● **What is required**: Continue the passage below about the wirelessly powered 5G relay transceiver, starting right after its final sentence.

Scientists at Tokyo Institute of Technology (Tokyo Tech) have developed a wirelessly powered relay network for 5G systems. The proposed battery-free communication addresses the challenges of flexible deployment of relay networks. This design is both economical and energy-efficient. Such advances in 5G communications will create tremendous opportunities for a wide range of sectors.

The ever-increasing demand for wireless data bandwidth shows no sign of slowing down in the near future. Millimeter wave, a short wavelength spectrum, has shown great potential in 5G communications and beyond. To leverage high-capacity millimeter-wave frequencies, phased-array antennas (antenna elements that work together to boost signal strength in a specific direction) are being adapted. However, the current use case is confined to line-of-sight propagation.

As a result, relay nodes are considered for non-line-of-sight communications (Figure 1). While relaying can provide improved bandwidth, coverage, and reliability, the flexible deployment of a relay network poses some challenges. The most significant challenge in relay networks is power supply. A typical relay node has its own power supply unit or is connected to an external power source.

Figure 1 Proposed phased-array relay transceiver system for 5G New Radio

Figure 1. Proposed phased-array relay transceiver system for 5G New Radio

Fortunately, a team of scientists from Tokyo Tech, led by Prof. Kenichi Okada, have proposed a wirelessly-powered 28-GHz phased-array relay transceiver for the 5G network. Their work is scheduled for presentation in the 2021 Symposia on VLSI Technology and Circuits, an international conference where emerging trends and novel concepts on semiconductor technology and circuits are explored.

A vector-summing backscattering technique is used to realize the proposed design. The transmitter works as a backscatter with 24 GHz local oscillator (LO) and 4 GHz intermediate frequency (IF) signals (Figure 2). Okada elaborates, "Backscatter communication makes it possible to harvest energy from incident signals and reflects back parts of the same signals while modulating the data. In this design, backscatter up-converts the 5G New Radio (5G NR) spectrum at 4 GHz and transmits at 28 GHz." The transmitter also acts as a phase shifter, allowing it to alter the phase of an incoming signal. The backscattering and phase-shifting capabilities of the transmitter facilitate beamforming, wherein an array of antennas can be controlled to transmit signals in a specific direction. As a result, information is transferred more efficiently with less interference.

Figure 2. Proposed vector-summing backscattering

Figure 2.Proposed vector-summing backscattering

The vector-summing backscatter up-converts 4 GHz I/Q signal and transmits at 28 GHz.

The receiver and rectifier operation is another critical feature of the transceiver. Passive phase shifters and power combiners (which combine power fed at multiple ports) are used to boost the received signal power for wireless power transfer (WPT). The proposed rectifier acts as a self-heterodyne mixer. In other words, the rectifier splits and recombines an incoming beam with a modulated version of itself. It also works as a full-wave rectifier with the 24 GHz WPT signal.

Segmentation labeling items

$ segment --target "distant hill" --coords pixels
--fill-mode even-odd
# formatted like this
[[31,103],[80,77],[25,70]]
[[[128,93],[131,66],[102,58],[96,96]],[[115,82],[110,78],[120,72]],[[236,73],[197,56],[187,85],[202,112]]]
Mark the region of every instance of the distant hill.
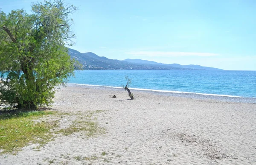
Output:
[[[79,62],[83,65],[84,69],[218,70],[217,68],[201,67],[200,65],[165,64],[140,59],[126,59],[120,61],[109,59],[105,57],[100,57],[92,52],[81,53],[74,49],[69,48],[68,50],[71,58],[76,59]],[[185,67],[187,66],[187,67]],[[192,67],[193,66],[194,67]]]
[[123,60],[124,61],[126,61],[129,62],[132,62],[134,63],[136,63],[138,64],[158,64],[160,66],[169,66],[172,67],[175,67],[177,68],[187,68],[187,69],[195,69],[195,70],[223,70],[221,69],[216,68],[215,67],[203,67],[201,65],[181,65],[180,64],[163,64],[161,63],[158,63],[155,62],[153,62],[152,61],[148,61],[148,60],[143,60],[140,59],[125,59],[125,60]]

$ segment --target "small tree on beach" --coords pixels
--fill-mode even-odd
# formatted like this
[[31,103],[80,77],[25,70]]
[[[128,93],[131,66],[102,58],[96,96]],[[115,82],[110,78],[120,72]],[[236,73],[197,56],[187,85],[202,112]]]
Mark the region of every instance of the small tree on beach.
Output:
[[52,102],[55,87],[74,74],[65,45],[76,10],[61,0],[33,4],[31,14],[0,10],[0,100],[30,109]]
[[125,80],[126,80],[126,85],[123,87],[125,88],[125,90],[127,90],[128,92],[128,94],[129,95],[129,97],[131,98],[131,99],[133,100],[134,99],[133,94],[132,94],[131,92],[130,89],[129,89],[129,88],[128,88],[128,87],[129,87],[130,85],[131,85],[131,79],[129,78],[128,78],[128,76],[126,76]]

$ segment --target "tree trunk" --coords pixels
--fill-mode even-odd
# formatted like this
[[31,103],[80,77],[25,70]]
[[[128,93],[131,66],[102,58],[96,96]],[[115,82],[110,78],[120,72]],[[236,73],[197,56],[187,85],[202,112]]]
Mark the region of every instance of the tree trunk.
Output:
[[128,91],[128,94],[129,96],[131,98],[131,99],[133,100],[134,98],[134,97],[133,97],[133,95],[131,93],[131,92],[130,91],[130,89],[127,87],[127,84],[126,84],[126,86],[125,86],[125,89],[126,90]]

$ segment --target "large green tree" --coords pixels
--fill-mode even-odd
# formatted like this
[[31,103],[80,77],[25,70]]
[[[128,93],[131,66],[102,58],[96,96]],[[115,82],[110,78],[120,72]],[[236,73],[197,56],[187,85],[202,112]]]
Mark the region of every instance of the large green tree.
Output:
[[30,109],[52,102],[56,87],[73,74],[65,45],[74,36],[70,16],[76,10],[55,0],[33,4],[30,14],[0,11],[2,101]]

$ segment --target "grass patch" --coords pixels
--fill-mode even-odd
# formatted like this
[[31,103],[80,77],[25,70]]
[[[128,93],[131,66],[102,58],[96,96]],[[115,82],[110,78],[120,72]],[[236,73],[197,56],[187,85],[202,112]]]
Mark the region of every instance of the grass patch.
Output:
[[76,160],[87,160],[87,161],[93,161],[95,160],[98,159],[99,158],[96,156],[91,156],[90,157],[82,157],[81,155],[78,155],[74,157],[74,159]]
[[16,112],[0,114],[0,154],[15,154],[29,143],[45,144],[52,139],[50,129],[56,123],[33,121],[55,112],[50,111]]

● **Response to the task**:
The entire phased-array relay transceiver is configured in an area as small as 1.8 mm2 (Figure 3). In the receive mode, the wirelessly powered 4x8 array module produces 3.1 mW of power. In the transmit mode, it produces -2.2 dBm of saturated Equivalent Isotropic Radiated Power (EIRP), which is the output power radiated from an antenna in a single direction. The vector-summing backscatter covers a 360° phase range with 7-bit phase resolution while consuming just 0.03 mW in both transmit and receive mode.

Figure 3 Chip micrograph of 4x8 phased-array relay module implemented by 65-nm CMOS The proposed chip is manufactured using a standard 65-nm CMOS technology, and the 4X8 element phased-array relay module is composed by the four chips.

Figure 3. Chip micrograph of 4x8 phased-array relay module implemented by 65-nm CMOS

The proposed chip is manufactured using a standard 65-nm CMOS technology, and the 4X8 element phased-array relay module is composed by the four chips.

Okada excitedly concludes, "The proposed battery-free transceiver enhances 5G connectivity by serving as a repeater between indoor and outdoor environments. This, in turn, will improve user experiences and create new opportunities for operational efficiency in internet-of-things, industrial automation, and new communication services."

Talk about efficiency personified!

Reference

Conference :
Session :
Session 11 Advanced Wireless for 5G, C11-1 (June 17,8:40, JST)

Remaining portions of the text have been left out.